**Exercise requirements**
Scan the records below and copy every line that contains the string "trace".

__________________________________________________

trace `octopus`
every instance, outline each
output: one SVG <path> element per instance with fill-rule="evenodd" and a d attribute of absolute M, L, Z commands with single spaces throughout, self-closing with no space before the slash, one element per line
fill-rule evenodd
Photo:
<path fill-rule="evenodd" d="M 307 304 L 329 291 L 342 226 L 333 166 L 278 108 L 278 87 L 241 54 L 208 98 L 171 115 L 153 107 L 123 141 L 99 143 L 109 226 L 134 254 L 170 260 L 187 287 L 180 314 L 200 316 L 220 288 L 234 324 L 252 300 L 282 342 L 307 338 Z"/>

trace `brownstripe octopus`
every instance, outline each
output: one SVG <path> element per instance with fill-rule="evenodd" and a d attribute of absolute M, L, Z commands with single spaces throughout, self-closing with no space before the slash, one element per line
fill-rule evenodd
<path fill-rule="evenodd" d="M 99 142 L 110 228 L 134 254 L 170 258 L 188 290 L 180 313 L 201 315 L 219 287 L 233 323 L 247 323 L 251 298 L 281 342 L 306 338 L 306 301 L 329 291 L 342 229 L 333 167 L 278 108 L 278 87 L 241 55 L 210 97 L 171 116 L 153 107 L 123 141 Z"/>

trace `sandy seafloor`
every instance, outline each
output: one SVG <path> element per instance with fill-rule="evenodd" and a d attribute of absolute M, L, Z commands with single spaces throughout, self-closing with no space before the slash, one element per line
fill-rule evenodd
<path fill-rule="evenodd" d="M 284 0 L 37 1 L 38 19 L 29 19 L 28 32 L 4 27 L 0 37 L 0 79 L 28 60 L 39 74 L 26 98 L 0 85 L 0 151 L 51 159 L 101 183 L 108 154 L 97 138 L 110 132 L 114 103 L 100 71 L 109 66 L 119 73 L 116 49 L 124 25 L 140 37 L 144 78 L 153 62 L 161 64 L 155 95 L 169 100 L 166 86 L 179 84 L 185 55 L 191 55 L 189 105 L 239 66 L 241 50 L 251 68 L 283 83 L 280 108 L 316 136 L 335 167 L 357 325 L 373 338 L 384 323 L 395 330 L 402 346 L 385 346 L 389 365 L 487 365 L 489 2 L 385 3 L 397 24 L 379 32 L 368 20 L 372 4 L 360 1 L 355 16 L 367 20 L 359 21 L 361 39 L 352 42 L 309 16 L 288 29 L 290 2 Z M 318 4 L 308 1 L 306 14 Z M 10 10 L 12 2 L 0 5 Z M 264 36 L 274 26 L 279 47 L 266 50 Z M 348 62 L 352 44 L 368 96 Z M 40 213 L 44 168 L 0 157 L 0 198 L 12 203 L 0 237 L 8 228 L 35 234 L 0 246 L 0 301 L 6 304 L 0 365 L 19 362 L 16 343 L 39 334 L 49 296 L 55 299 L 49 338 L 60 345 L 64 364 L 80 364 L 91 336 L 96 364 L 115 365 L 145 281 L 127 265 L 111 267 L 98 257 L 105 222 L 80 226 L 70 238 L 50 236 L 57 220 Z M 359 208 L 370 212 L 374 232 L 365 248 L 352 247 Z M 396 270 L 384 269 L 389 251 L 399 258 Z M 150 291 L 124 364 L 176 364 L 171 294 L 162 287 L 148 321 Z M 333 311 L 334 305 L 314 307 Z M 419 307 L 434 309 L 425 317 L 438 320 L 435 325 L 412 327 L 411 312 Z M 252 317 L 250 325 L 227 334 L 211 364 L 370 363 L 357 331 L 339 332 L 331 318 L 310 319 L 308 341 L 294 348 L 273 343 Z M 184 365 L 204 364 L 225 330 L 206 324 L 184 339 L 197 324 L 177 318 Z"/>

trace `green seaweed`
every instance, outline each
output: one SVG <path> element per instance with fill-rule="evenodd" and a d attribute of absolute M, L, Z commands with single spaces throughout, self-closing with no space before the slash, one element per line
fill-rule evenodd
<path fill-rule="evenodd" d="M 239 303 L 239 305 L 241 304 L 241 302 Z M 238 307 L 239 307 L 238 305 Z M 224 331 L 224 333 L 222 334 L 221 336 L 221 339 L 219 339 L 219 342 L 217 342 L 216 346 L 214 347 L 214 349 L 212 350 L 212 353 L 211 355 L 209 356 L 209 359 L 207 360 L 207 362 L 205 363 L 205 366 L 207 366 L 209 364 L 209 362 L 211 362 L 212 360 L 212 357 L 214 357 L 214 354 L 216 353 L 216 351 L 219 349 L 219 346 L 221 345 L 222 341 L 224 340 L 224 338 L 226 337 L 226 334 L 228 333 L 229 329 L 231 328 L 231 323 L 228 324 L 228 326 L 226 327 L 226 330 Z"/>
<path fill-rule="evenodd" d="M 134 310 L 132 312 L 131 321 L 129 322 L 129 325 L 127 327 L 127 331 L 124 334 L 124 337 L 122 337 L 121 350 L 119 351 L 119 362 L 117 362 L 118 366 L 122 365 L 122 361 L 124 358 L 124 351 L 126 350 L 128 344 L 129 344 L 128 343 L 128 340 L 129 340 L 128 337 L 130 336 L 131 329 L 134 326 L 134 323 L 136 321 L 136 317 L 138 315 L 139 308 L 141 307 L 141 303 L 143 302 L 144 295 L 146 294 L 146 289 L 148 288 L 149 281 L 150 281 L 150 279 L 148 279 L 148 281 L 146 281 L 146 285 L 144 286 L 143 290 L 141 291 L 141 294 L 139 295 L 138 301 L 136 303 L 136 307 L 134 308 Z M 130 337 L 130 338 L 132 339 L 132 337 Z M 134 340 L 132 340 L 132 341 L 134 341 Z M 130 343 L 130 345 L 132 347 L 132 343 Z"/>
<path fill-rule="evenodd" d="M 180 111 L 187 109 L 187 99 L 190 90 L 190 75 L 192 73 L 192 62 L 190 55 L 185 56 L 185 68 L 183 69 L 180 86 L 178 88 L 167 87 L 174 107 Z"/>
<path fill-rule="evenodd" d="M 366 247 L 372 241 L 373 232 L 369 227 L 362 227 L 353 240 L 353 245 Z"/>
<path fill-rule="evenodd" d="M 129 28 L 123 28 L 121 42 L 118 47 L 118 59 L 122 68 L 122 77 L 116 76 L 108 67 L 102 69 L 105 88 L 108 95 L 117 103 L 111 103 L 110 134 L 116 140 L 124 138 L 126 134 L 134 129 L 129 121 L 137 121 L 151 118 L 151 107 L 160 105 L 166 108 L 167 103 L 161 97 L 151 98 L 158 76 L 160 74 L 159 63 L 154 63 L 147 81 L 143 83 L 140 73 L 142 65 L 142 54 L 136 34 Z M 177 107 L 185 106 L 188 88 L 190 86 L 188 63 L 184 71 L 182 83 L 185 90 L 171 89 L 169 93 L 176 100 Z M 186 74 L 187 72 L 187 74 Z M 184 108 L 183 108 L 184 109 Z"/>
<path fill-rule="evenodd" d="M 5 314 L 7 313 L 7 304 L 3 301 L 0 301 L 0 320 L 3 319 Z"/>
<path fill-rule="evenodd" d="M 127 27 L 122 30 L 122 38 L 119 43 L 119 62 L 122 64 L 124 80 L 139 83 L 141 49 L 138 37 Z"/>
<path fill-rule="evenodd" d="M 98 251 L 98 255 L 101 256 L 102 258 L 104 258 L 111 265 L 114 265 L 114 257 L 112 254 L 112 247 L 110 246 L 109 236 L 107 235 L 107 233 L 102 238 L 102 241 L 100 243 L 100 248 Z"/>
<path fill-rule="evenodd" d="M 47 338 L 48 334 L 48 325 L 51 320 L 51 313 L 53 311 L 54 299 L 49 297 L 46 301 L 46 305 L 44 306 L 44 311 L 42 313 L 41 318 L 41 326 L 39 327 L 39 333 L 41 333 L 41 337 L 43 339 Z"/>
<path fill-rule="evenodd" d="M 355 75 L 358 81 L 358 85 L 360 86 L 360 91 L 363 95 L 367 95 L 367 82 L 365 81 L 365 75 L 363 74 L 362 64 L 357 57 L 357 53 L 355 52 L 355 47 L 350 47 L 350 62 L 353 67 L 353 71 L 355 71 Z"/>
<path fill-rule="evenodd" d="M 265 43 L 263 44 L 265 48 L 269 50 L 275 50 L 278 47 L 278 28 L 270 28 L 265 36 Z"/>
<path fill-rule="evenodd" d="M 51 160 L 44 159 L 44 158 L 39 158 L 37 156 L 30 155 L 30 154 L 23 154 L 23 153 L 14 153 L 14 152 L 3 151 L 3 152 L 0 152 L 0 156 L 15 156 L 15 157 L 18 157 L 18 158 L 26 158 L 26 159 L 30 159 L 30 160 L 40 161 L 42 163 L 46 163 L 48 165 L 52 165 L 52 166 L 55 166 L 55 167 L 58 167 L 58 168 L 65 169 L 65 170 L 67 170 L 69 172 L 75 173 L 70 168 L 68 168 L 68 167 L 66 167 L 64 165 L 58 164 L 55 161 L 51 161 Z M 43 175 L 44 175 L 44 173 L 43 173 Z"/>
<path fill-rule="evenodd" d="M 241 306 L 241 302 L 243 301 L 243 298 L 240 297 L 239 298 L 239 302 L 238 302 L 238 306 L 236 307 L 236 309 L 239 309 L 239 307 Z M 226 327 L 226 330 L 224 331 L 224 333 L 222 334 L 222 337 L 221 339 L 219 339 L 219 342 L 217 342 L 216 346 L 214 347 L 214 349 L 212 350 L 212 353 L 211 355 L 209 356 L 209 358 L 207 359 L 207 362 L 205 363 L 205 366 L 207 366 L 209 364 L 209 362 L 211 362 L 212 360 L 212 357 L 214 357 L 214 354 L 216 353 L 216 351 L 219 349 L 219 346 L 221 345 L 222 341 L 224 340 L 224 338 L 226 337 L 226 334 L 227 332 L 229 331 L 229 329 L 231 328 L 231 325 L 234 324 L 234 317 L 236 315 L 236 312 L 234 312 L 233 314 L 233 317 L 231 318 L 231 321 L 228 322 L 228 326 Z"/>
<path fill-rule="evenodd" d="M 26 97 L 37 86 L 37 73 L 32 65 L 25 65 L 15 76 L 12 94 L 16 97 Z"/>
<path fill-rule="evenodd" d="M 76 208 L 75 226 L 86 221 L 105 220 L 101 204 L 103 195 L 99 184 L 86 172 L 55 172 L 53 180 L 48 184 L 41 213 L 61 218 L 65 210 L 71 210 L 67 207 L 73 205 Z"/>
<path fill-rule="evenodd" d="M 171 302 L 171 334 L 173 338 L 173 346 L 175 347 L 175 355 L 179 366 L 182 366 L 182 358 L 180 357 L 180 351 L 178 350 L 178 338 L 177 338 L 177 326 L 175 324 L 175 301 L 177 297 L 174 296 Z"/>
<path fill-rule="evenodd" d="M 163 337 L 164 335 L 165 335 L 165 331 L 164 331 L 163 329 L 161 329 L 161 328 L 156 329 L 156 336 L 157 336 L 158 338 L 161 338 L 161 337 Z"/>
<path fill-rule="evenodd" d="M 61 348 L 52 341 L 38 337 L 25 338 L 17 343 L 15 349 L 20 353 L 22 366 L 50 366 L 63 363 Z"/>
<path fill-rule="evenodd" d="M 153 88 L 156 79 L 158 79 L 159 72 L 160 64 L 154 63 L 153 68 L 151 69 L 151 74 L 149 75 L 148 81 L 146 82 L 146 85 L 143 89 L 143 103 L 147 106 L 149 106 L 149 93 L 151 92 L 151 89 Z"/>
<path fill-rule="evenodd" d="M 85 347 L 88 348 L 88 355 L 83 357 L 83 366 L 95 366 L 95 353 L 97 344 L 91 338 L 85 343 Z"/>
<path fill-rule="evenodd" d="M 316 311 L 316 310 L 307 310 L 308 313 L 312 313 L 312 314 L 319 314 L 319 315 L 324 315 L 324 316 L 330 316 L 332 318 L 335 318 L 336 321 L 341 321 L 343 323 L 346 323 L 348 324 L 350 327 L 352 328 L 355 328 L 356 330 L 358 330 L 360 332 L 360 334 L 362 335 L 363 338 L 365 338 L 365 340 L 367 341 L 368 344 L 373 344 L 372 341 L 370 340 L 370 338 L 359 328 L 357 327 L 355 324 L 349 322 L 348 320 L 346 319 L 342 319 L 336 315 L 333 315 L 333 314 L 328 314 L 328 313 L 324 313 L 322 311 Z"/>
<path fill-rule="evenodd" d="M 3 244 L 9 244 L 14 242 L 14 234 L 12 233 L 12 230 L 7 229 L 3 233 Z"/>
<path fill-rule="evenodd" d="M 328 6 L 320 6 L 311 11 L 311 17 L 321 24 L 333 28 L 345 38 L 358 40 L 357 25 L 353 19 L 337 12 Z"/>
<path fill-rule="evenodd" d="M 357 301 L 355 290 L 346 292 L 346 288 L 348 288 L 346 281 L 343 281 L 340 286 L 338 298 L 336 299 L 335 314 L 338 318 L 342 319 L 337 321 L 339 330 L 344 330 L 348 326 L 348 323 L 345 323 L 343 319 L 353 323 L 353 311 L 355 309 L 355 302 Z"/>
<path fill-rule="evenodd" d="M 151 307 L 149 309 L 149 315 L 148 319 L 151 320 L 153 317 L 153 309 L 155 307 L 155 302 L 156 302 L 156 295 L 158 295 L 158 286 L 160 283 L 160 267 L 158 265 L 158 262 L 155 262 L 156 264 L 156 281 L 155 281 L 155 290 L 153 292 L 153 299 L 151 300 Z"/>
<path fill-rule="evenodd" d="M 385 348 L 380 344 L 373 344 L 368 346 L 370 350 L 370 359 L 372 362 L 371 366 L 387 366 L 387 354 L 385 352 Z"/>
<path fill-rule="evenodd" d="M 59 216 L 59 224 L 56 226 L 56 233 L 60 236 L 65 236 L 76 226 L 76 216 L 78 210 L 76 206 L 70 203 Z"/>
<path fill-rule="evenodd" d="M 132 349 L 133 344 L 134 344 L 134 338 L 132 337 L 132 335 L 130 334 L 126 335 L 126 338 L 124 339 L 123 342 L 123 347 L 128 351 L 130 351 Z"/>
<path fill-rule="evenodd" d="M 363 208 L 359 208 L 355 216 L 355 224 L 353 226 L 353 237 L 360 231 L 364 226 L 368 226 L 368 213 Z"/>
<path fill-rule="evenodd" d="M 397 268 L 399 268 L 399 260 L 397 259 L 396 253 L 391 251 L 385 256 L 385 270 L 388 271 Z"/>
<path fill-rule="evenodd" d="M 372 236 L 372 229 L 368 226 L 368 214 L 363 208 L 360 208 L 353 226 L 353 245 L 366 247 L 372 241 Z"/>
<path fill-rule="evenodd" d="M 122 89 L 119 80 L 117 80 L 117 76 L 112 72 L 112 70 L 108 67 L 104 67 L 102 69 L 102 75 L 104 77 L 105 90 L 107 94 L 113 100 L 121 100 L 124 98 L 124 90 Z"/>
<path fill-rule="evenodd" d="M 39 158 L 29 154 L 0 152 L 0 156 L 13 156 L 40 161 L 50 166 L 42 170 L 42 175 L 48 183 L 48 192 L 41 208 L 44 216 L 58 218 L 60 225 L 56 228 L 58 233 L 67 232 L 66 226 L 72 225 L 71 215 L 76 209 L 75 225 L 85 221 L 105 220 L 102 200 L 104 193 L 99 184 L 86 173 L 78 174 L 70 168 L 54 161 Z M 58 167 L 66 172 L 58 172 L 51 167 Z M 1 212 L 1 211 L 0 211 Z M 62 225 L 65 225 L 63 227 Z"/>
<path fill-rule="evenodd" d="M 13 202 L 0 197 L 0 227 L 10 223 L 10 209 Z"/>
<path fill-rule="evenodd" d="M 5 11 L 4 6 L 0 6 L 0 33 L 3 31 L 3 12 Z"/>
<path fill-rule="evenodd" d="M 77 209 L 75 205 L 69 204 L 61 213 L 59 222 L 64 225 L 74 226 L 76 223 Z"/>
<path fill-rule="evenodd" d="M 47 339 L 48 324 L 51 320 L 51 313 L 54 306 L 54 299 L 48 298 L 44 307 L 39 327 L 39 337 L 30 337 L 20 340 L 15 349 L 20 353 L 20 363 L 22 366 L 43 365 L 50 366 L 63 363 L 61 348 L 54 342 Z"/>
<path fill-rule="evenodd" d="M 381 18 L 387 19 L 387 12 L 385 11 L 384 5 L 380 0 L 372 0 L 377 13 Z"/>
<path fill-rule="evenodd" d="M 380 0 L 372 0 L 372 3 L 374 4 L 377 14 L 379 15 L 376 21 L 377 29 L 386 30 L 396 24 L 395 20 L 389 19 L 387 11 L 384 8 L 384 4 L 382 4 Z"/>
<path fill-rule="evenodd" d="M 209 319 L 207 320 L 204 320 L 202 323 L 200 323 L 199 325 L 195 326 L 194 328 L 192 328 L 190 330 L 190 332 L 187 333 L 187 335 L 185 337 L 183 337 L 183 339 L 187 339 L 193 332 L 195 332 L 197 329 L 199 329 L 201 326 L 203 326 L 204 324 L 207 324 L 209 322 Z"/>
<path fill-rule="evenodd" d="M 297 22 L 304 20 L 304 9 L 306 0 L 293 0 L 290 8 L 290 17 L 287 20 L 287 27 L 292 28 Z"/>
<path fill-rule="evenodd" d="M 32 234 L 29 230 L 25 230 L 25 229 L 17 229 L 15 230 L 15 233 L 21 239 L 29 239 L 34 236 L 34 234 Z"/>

__________________________________________________

**Final answer**
trace `octopus`
trace `brownstripe octopus`
trace `sandy seafloor`
trace `green seaweed`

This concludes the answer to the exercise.